» **EXERCISE OBJECTIVE**
Gather every line in the rows below that contains the word "blue" and copy each one in full. Matching is case-sensitive.

○ ○ ○

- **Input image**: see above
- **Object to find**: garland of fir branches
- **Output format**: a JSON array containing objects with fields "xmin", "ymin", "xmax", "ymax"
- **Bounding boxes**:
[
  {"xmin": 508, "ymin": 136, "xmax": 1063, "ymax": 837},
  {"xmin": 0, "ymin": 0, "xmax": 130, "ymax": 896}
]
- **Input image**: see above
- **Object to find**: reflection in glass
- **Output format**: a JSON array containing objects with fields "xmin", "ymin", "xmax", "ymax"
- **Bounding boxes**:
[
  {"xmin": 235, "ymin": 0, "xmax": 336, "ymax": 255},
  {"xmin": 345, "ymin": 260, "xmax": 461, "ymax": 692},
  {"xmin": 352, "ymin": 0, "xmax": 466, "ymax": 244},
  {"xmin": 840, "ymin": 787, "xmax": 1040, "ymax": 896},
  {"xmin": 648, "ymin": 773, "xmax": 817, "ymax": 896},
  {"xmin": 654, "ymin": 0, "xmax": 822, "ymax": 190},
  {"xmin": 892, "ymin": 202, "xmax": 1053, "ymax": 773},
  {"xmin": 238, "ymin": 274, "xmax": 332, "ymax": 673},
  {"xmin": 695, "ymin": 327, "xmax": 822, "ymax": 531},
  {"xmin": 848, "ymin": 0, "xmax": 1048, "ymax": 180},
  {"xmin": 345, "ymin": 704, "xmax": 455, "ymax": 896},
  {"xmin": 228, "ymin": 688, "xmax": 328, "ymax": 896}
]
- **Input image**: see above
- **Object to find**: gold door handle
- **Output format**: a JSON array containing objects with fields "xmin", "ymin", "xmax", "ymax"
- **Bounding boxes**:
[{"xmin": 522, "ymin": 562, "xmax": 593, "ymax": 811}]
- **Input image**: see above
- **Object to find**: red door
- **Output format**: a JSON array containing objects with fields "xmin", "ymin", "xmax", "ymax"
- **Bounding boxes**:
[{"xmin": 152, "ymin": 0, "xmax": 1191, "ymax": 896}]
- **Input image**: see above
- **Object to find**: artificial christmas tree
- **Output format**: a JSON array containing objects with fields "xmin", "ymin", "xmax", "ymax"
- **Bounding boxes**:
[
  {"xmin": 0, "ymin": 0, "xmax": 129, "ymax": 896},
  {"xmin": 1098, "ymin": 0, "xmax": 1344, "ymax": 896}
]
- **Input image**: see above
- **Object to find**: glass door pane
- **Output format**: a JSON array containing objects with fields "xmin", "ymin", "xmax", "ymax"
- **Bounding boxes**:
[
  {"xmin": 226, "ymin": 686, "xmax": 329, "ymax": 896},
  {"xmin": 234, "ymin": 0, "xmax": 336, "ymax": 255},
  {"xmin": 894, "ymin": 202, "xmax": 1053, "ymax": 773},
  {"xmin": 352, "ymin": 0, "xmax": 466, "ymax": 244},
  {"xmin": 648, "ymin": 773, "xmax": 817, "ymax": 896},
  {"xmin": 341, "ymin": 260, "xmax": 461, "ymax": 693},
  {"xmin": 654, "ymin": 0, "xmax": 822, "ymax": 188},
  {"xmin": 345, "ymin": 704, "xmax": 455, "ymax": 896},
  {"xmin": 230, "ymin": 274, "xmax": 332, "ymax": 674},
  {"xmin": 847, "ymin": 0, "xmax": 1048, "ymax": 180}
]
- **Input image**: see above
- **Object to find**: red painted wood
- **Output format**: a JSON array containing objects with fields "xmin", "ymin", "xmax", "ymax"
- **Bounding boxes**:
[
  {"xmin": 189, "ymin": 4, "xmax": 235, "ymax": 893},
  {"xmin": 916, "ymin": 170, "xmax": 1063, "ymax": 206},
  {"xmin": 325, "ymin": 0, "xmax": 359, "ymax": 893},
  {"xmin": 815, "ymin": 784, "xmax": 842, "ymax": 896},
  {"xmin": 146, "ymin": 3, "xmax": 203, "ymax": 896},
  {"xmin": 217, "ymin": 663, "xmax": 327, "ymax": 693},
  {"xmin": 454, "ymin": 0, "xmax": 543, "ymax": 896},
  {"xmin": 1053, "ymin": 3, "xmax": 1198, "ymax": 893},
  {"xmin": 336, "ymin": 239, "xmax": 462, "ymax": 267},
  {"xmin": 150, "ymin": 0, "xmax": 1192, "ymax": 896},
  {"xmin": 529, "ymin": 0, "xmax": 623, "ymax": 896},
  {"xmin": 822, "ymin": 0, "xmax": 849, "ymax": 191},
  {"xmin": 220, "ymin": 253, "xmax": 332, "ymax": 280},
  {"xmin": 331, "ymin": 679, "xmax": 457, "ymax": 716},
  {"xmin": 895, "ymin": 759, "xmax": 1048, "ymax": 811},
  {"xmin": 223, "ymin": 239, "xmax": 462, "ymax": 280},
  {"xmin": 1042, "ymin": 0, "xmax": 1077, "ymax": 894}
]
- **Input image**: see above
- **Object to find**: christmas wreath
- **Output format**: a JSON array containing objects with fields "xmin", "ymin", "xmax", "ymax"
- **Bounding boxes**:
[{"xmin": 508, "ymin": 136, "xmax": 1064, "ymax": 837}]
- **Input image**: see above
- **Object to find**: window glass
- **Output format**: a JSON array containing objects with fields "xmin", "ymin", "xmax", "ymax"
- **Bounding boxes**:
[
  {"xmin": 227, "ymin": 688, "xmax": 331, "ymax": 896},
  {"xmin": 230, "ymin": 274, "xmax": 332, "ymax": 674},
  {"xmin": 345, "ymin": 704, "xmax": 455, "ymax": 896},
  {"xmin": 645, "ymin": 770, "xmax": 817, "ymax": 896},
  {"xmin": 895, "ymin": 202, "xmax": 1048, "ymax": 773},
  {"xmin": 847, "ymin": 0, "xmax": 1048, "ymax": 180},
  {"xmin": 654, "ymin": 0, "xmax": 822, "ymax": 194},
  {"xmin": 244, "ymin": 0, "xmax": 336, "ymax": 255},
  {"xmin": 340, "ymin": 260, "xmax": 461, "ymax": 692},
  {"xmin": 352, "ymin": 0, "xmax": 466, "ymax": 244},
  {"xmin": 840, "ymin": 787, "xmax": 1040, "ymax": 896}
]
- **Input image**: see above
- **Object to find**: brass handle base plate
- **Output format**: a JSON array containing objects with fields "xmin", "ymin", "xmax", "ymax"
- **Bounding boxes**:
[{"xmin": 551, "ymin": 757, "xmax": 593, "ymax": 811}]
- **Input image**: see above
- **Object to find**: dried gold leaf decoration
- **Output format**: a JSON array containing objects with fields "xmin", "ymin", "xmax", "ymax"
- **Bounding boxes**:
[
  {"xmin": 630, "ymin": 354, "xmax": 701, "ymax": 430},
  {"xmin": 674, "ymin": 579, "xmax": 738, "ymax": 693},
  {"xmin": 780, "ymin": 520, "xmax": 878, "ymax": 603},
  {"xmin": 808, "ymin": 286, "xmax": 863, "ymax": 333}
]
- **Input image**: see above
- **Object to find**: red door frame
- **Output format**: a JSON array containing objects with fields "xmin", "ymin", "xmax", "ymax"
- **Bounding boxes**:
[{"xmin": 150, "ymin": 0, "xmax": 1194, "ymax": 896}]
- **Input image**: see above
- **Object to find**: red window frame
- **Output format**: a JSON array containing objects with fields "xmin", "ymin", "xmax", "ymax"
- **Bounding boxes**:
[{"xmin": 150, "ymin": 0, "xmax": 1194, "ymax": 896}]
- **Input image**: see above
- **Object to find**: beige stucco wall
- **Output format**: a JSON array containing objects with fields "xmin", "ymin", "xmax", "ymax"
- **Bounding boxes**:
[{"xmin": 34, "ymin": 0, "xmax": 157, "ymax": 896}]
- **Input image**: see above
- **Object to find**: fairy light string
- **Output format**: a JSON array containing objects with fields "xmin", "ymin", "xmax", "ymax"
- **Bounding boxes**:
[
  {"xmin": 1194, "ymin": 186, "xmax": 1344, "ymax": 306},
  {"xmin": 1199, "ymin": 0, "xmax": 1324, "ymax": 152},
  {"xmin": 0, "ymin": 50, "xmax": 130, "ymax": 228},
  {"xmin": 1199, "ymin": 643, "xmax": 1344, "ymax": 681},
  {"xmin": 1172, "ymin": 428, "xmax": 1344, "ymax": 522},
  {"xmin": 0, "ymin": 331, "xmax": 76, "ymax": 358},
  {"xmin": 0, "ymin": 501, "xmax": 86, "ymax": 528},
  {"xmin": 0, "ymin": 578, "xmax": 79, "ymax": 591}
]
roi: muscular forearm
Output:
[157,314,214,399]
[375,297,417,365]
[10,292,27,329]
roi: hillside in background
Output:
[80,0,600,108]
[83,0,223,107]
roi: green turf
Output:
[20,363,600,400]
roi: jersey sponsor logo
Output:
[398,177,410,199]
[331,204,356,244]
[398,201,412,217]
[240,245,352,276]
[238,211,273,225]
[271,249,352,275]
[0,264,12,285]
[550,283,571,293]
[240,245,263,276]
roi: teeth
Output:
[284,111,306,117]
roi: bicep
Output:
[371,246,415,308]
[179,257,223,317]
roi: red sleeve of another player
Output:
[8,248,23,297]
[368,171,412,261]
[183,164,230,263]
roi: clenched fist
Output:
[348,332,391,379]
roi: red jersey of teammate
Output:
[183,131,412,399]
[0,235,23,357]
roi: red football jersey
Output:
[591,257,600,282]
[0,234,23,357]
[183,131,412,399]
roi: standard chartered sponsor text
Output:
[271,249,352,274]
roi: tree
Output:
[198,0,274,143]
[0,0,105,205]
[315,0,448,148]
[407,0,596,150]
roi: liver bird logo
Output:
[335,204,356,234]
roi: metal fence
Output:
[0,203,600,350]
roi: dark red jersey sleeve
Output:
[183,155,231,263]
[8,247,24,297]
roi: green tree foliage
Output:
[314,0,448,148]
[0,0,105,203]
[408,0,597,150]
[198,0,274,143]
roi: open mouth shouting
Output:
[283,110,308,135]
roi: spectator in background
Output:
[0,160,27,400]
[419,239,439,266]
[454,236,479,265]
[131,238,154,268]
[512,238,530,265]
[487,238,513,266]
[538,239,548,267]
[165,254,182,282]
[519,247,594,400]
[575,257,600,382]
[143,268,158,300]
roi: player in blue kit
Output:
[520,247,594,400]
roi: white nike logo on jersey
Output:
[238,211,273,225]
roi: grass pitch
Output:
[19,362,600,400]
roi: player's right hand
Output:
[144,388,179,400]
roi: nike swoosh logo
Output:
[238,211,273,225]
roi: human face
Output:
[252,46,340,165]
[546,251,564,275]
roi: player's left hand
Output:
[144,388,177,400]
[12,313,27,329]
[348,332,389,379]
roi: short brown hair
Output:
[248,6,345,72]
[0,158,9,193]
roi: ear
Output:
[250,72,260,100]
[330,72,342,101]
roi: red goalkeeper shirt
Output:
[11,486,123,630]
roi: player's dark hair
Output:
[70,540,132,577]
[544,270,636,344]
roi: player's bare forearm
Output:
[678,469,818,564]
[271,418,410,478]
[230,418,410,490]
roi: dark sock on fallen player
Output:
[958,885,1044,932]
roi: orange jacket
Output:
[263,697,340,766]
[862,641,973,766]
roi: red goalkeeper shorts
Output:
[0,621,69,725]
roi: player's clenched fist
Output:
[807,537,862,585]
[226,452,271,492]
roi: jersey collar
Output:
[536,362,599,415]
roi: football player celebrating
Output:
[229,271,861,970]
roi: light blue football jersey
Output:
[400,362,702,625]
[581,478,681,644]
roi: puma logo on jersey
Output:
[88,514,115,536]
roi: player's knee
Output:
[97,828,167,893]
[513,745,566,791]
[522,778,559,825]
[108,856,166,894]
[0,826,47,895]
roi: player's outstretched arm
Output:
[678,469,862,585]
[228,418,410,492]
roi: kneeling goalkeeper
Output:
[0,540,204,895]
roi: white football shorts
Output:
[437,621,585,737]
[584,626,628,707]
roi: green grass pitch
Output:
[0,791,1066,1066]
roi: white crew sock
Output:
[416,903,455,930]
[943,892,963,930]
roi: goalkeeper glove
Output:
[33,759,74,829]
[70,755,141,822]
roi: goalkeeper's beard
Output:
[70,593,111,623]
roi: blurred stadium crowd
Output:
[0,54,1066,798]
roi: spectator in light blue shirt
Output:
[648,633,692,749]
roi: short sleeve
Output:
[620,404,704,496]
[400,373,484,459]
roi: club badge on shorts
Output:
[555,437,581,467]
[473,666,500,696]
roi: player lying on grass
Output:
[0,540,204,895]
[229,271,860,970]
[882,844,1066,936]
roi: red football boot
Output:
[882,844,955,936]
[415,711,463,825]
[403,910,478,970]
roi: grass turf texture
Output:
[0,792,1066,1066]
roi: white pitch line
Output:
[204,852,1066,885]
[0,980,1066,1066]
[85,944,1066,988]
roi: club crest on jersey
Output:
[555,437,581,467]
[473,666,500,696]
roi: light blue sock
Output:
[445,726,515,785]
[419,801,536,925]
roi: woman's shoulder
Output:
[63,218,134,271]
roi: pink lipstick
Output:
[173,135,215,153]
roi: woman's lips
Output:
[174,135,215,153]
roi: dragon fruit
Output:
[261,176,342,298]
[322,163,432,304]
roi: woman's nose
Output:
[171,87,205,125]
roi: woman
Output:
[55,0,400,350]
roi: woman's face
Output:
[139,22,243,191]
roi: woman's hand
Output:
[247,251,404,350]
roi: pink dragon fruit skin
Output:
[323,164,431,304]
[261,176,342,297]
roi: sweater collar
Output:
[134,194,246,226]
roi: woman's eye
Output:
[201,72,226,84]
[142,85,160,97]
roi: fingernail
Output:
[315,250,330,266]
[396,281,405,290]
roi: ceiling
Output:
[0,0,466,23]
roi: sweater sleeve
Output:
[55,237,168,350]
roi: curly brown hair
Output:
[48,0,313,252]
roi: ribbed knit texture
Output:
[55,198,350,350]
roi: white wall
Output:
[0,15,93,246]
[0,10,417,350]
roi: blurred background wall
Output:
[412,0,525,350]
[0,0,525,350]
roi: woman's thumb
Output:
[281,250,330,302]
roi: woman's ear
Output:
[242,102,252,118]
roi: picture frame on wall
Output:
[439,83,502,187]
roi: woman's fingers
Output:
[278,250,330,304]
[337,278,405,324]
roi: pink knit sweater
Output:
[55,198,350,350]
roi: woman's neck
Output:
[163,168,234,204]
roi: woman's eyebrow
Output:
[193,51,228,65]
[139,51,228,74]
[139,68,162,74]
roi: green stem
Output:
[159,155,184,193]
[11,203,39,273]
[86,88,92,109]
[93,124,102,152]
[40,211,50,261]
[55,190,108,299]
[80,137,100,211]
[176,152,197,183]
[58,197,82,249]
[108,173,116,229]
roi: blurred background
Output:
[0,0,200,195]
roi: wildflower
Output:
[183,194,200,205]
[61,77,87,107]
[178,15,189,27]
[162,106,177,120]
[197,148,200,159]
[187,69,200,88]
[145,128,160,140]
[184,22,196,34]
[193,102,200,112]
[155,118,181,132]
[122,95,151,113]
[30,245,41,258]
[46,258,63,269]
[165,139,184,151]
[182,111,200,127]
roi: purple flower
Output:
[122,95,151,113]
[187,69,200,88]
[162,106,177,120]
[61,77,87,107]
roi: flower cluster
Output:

○ ○ ○

» **TASK RESULT**
roi: player in blue kit
roi: light blue football jersey
roi: spectator in light blue shirt
roi: light blue sock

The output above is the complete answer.